= 本文 =
= = = =

日本も今のままでは道徳なき国になると私は感じます。

中国を視察した時も、学校の先生方が日本人の道徳心はどうして形成されるのかと、

しきりに聞いておられました、、、。

教育を見直さないと、
日本人が外国の方に教わることになります。

「失われた道徳心」が中国の国家的問題に
経済成長を追いすぎた弊害に中国人も危機感

姫田 小夏 Konatsu Himeda

2012.04.03(火)JB PRESS

3月13日、中国で人民政治協商会議の第11期全国委員会第5回会議が閉幕した。バブルの絶頂期を経た中国は、今、新たな時代を迎えつつある。
 政策の軸足は「民」の生活へと移り変わろうとしている。今まで陽の当たらなかった「民」の声を拾うようにと、会議は8つの問題点を取り上げた。

 (1)住宅価格と固定資産税改革、(2)物価、(3)収入格差、(4)“老三難”と言われる教育、医療、失業問題、(5)食品の安全性、(6)スクールバスの安全性、(7)ミニブログと社会の管理、(8)道徳心の喪失、がそれである。

 今、13億の国民の不満はここに集中している。

倒れている人を助けない中国社会

 この中で興味深いのは最後の「道徳心の喪失」だ。「道徳心の喪失」はここに来て浮上してきた新しい社会問題である。上海でも社会道徳の欠如を嘆く声が日増しに強まっており、中国政府もまたこれを重視している。

 2011年10月の広東省広州市で起きた「悦悦ちゃん」の“見殺し事件”は、当局も深刻な問題と受け止めている。これは、2歳女児の悦悦ちゃんが車に轢かれて路上に血を流して仰向けになっているのを、18人が見て見ぬふりで通り過ぎ、ようやく19人目が通報したという事件だ。

 筆者にも同様の経験がある。上海の路上で女性が倒れているのを目撃した。周りに人垣ができていたものの、誰も手を差し伸べようとしない。

 筆者自身がどうだったかと言えば、実は正直怖かった。差し伸べた手をグイと引き寄せられ、お前が押し倒した、医療費を払えと絡まれたらどうしようか、という不安感があったのだ。通り過ぎる中国人も同じ心境だったに違いない。道徳的であろうとすると、しっぺ返しを喰らう──中国人の間にはそんな共通認識が出来上がっている。

= = = =

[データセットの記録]
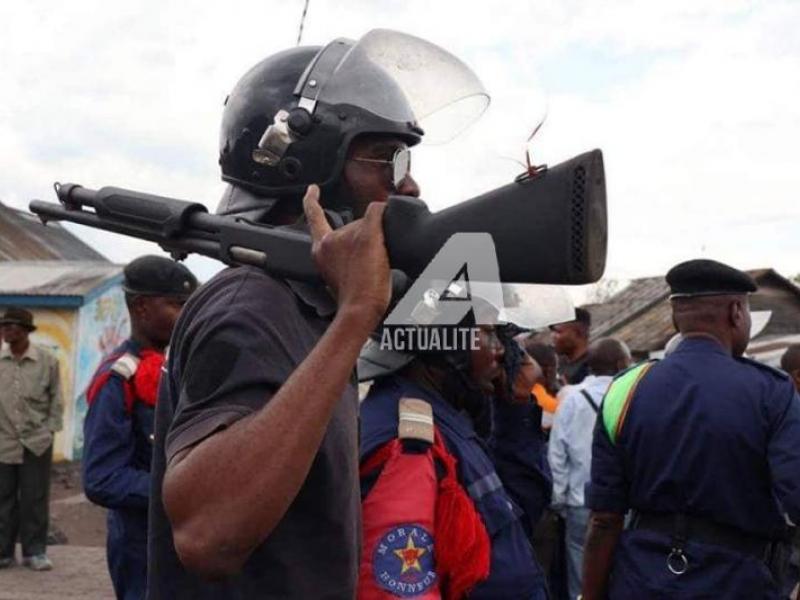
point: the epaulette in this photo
(415, 420)
(764, 367)
(126, 365)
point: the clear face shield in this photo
(397, 77)
(528, 306)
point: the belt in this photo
(683, 528)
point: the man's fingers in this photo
(317, 223)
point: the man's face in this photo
(565, 337)
(156, 316)
(364, 182)
(485, 360)
(14, 334)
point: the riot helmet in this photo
(290, 120)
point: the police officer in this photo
(704, 448)
(255, 471)
(118, 430)
(450, 479)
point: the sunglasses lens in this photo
(402, 165)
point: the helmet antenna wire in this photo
(302, 22)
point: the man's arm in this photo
(109, 477)
(225, 495)
(55, 415)
(601, 541)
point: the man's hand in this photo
(352, 259)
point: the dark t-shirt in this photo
(238, 339)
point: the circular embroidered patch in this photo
(402, 562)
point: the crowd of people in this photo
(244, 465)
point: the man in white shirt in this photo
(570, 448)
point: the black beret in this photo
(703, 277)
(158, 276)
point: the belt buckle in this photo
(677, 562)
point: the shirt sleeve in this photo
(607, 490)
(783, 450)
(237, 356)
(109, 477)
(557, 452)
(398, 516)
(55, 416)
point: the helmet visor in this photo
(402, 78)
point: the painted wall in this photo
(102, 325)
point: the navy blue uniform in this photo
(117, 452)
(514, 572)
(708, 436)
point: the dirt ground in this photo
(79, 558)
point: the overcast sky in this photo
(693, 102)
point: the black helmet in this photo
(290, 120)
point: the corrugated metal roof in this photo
(23, 237)
(54, 278)
(641, 314)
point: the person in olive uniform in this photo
(704, 448)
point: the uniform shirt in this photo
(710, 436)
(238, 338)
(30, 403)
(514, 573)
(570, 447)
(117, 451)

= = = =

= 課題 1 =
中国の道徳心をめぐる本文について、次の問いに答えなさい。
(a) 人民政治協商会議は問題点をいくつ取り上げたか。
(b) 「悦悦ちゃん」の事件で通報したのは何人目だったか。
(c) 筆者は上海の路上で何を目撃したか。
= 課題 2 =
中国の道徳心の喪失を論じた本文を、最後の文の後から書き継いでください。

= 解答 1 =
(a) 8つ。
(b) 19人目。
(c) 女性が倒れているところ。

= 解答 2 =
 中国では最近、この10年の飛躍的な経済成長の功罪が問われている。世界第2位の経済大国にのし上がったものの、それはあまりにも急激で、かつ無理のある発展であった。その代償として失われたものこそが、「国民の道徳心」だった。

13億人の中で何人の善人がいるのか

 「冬の寒空に川に落ちた子どもを助けたのは、80歳近い老人だったんだって」

 「周りはみんな黙って見物してたんだよ。世の中一体どうなってるんだろうね」

お昼の井戸端会議。上海の主婦2人が「中国人の善良さ」について話をしている。子供を救助するために川に飛び込んだ老人の話を、主婦の1人が持ち出した。

 どこの国でも、いい人もいれば悪い人もいる。中国もまた同じだ。善人もいれば、そうでない者もいる。それにしても最近の中国はひどすぎる、と彼女は言う。2人とも、「中国にはこれだけ多くの人がいるのに、善人は減った」という点で意見が一致した。

 ところで、上海では昨今異常なほどのペットブームだ。それは道端に転がるフンの急増を見ても分かる。

 小動物へ向ける愛情の裏にあるのは、単なる「血統書付きを飼うことの見栄」だけかと思ったらそうでもない。ある愛犬家は次のように言い放つ。「なぜ犬を飼うかって? 犬は人間を裏切らないからだよ」

 もともと中国人は容易に他人を信じる方ではない。だが、この一言からは、近年ことさら疑心暗鬼になる中国人の疲れた心が垣間見える。

「ひどい苦労もしたが、あの時代は人間が純粋だった」

 上海市揚浦区に住む51歳の李さん(仮名)は、上海市の定めた最低賃金で働く労働者だ。持ち前の真面目さゆえに「いつも損ばかりしている」と自嘲しながら、今の上海社会をこう見通している。

 「中国で今尊敬されるのは、“金持ち”だ。金持ちになった過程も人格も問われない」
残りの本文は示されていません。